**Aim**
Turn all of the records below into a JSON list of strings, one string per line, leaving out blank lines and the pictures.

**The data**

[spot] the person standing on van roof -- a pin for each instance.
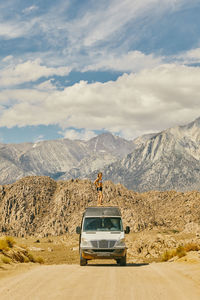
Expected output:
(99, 186)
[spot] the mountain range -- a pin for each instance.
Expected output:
(168, 160)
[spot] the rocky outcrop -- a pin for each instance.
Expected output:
(60, 159)
(41, 206)
(167, 160)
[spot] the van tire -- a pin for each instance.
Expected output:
(123, 261)
(83, 261)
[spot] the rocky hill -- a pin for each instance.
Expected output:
(62, 157)
(167, 160)
(41, 206)
(163, 161)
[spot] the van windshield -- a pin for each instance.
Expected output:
(102, 224)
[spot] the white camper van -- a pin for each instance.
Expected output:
(102, 235)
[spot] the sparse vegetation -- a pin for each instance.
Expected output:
(180, 251)
(10, 252)
(5, 259)
(40, 260)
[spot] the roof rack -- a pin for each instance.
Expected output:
(100, 211)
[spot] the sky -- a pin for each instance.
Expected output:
(77, 68)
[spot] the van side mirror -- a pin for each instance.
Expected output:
(78, 230)
(127, 230)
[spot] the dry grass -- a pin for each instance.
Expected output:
(5, 259)
(180, 251)
(10, 252)
(54, 250)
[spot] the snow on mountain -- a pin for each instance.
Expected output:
(168, 160)
(159, 161)
(62, 158)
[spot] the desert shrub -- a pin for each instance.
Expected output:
(6, 243)
(10, 241)
(180, 251)
(40, 260)
(191, 247)
(168, 255)
(3, 245)
(5, 259)
(31, 257)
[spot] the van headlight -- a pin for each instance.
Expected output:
(120, 243)
(85, 243)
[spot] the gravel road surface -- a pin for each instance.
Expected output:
(176, 281)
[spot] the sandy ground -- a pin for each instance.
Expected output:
(177, 281)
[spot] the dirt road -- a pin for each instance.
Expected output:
(155, 281)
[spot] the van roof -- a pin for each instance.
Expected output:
(99, 211)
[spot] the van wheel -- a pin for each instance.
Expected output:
(83, 261)
(123, 261)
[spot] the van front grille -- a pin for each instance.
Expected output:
(103, 244)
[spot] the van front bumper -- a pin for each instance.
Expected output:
(103, 253)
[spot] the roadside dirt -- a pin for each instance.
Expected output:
(135, 281)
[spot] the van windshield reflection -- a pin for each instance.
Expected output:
(102, 224)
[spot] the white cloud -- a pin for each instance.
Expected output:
(28, 71)
(7, 58)
(39, 138)
(133, 61)
(30, 9)
(148, 101)
(11, 30)
(78, 135)
(46, 85)
(189, 57)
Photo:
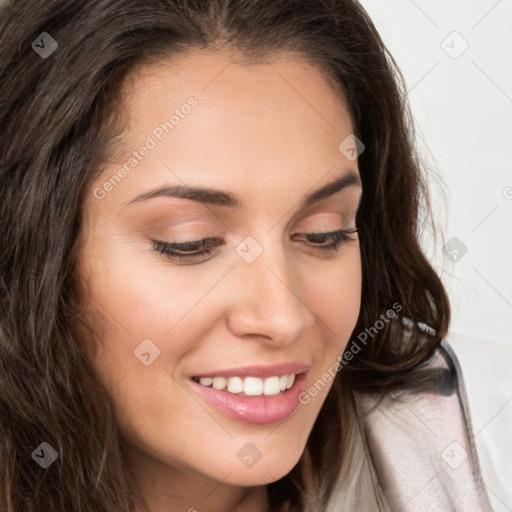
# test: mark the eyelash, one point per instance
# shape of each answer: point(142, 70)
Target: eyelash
point(337, 238)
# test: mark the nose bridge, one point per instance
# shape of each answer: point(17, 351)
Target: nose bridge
point(269, 302)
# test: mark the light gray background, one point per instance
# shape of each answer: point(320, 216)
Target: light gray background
point(462, 105)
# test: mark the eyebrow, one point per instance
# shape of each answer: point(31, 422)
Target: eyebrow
point(223, 198)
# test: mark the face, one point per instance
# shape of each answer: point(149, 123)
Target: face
point(235, 280)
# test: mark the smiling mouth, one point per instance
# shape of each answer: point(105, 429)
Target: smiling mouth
point(249, 386)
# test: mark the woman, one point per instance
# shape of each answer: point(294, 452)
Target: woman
point(209, 255)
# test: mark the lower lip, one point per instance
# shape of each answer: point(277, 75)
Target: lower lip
point(255, 409)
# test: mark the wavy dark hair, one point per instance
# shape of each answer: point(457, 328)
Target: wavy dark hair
point(57, 116)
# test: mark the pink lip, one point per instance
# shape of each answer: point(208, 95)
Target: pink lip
point(259, 371)
point(254, 409)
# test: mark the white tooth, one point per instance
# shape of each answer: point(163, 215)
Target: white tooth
point(235, 385)
point(219, 383)
point(253, 386)
point(271, 386)
point(291, 379)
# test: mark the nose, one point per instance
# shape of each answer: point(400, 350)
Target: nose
point(268, 301)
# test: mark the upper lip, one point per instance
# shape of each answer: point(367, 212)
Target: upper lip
point(259, 371)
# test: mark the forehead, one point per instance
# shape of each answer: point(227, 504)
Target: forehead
point(276, 124)
point(230, 91)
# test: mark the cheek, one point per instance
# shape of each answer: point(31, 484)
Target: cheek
point(335, 293)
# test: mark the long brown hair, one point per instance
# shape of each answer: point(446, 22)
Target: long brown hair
point(55, 124)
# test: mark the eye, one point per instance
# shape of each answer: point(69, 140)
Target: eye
point(187, 250)
point(329, 242)
point(192, 250)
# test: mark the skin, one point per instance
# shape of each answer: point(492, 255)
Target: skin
point(268, 133)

**Final result**
[
  "[spot] the person standing on van roof -- a pin for each instance.",
  "Expected output:",
  "(99, 186)",
  "[spot] the mountain range -- a pin for each instance.",
  "Expected output:",
  "(168, 160)",
  "[spot] the rocky outcrop -- a pin for each instance.",
  "Expected output:",
  "(60, 159)",
  "(41, 206)",
  "(167, 160)",
  "[spot] the van tire -- a pin for each instance.",
  "Expected output:",
  "(123, 261)",
  "(83, 261)",
  "[spot] the rocky hill -- a pin for each instance.",
  "Expected output:",
  "(62, 157)",
  "(167, 160)",
  "(41, 206)",
  "(163, 161)",
  "[spot] the van windshield -- a pin for each instance.",
  "Expected output:",
  "(102, 224)",
  "[spot] the white camper van -- a pin for each instance.",
  "Expected output:",
  "(102, 235)",
  "[spot] the sparse vegetation -- a pin for each instance.",
  "Expected output:",
  "(180, 251)",
  "(10, 252)",
  "(5, 259)",
  "(40, 260)",
  "[spot] the roof rack -- a pin for each instance.",
  "Expected output:",
  "(100, 211)",
  "[spot] the sky -- a pin for each instance.",
  "Expected output:",
  "(77, 68)",
  "[spot] the van side mirror -- a pin for each instance.",
  "Expected output:",
  "(78, 230)",
  "(127, 230)",
  "[spot] the dry grass -- a pin for each instance.",
  "Expected output:",
  "(5, 259)",
  "(180, 251)",
  "(10, 252)",
  "(54, 250)",
  "[spot] the snow on mountain -- a pin for each instance.",
  "Expected output:",
  "(168, 160)",
  "(159, 161)",
  "(62, 158)",
  "[spot] the desert shrub -- a pin for each instance.",
  "Expected output:",
  "(6, 243)",
  "(10, 241)",
  "(180, 251)",
  "(40, 260)",
  "(191, 247)",
  "(168, 255)",
  "(3, 245)",
  "(5, 259)",
  "(31, 257)",
  "[spot] the van headlight -- a pin for each instance.",
  "Expected output:",
  "(120, 243)",
  "(85, 243)",
  "[spot] the gravel road surface -- a pin for each instance.",
  "Expected output:",
  "(176, 281)",
  "[spot] the sandy ground -- a pin for each instance.",
  "Expected output:",
  "(177, 281)",
  "[spot] the dirt road -- a pin for each instance.",
  "Expected output:",
  "(155, 281)",
  "[spot] the van roof -- a pin for each instance.",
  "Expected output:",
  "(99, 211)",
  "[spot] the van wheel -- a pin for each instance.",
  "Expected output:",
  "(83, 261)",
  "(123, 261)",
  "[spot] the van front grille -- a pin for each instance.",
  "Expected output:",
  "(103, 244)",
  "[spot] the van front bumper -- a pin for each instance.",
  "Expected output:",
  "(103, 253)",
  "[spot] the roadside dirt -- a pin for each instance.",
  "Expected output:",
  "(135, 281)",
  "[spot] the van windshield reflection -- a pin for each instance.",
  "Expected output:",
  "(102, 224)",
  "[spot] the white cloud -- a pin for each instance.",
  "Expected output:",
  "(28, 71)",
  "(7, 58)",
  "(39, 138)",
  "(133, 61)",
  "(30, 9)",
  "(148, 101)",
  "(11, 30)",
  "(78, 135)",
  "(46, 85)",
  "(189, 57)",
  "Photo:",
  "# test: mark the eyelash, one point per instance",
  "# shape of each answer: point(142, 70)",
  "Target: eyelash",
  "point(337, 238)",
  "# test: mark the nose bridge, one point per instance",
  "# shape of each answer: point(17, 351)",
  "Target: nose bridge",
  "point(269, 302)",
  "# test: mark the light gray background, one point per instance",
  "# shape of each answer: point(320, 216)",
  "Target: light gray background",
  "point(462, 105)",
  "# test: mark the eyebrow, one point per instance",
  "# shape of each answer: point(31, 422)",
  "Target: eyebrow",
  "point(223, 198)",
  "# test: mark the face, one point per instance",
  "# shape of each answer: point(149, 123)",
  "Target: face",
  "point(235, 280)",
  "# test: mark the smiling mouth, one point per instance",
  "# shape of each answer: point(105, 429)",
  "Target: smiling mouth",
  "point(249, 386)",
  "# test: mark the woman, one point per instance",
  "# shape of each answer: point(294, 452)",
  "Target: woman",
  "point(209, 255)",
  "# test: mark the lower lip, one point per instance",
  "# shape of each answer: point(277, 75)",
  "Target: lower lip",
  "point(255, 409)",
  "# test: mark the wavy dark hair, one point per instance",
  "# shape of each answer: point(457, 328)",
  "Target: wavy dark hair",
  "point(57, 116)",
  "# test: mark the pink lip, one point per instance",
  "# shape of each answer: point(208, 95)",
  "Target: pink lip",
  "point(259, 371)",
  "point(254, 409)",
  "# test: mark the white tooth, one point per instance",
  "# shape of each answer: point(163, 215)",
  "Target: white tooth",
  "point(235, 385)",
  "point(219, 383)",
  "point(253, 386)",
  "point(271, 386)",
  "point(291, 379)",
  "# test: mark the nose, one point per instance",
  "# shape of each answer: point(400, 350)",
  "Target: nose",
  "point(268, 301)",
  "# test: mark the upper lip, one point per instance",
  "# shape of each answer: point(367, 212)",
  "Target: upper lip",
  "point(259, 371)",
  "# test: mark the forehead, one point per instance",
  "# shape of each answer: point(227, 504)",
  "Target: forehead",
  "point(276, 124)",
  "point(230, 91)",
  "# test: mark the cheek, one point per instance",
  "# shape of each answer: point(31, 484)",
  "Target: cheek",
  "point(335, 293)",
  "# test: mark the long brown hair, one point per instance",
  "# shape of each answer: point(446, 22)",
  "Target: long brown hair",
  "point(55, 124)",
  "# test: mark the eye, one point per instance",
  "# shape of each answer: point(69, 140)",
  "Target: eye",
  "point(187, 250)",
  "point(329, 242)",
  "point(192, 250)",
  "# test: mark the skin, one point per instance",
  "# shape of each answer: point(492, 255)",
  "Target: skin",
  "point(268, 133)"
]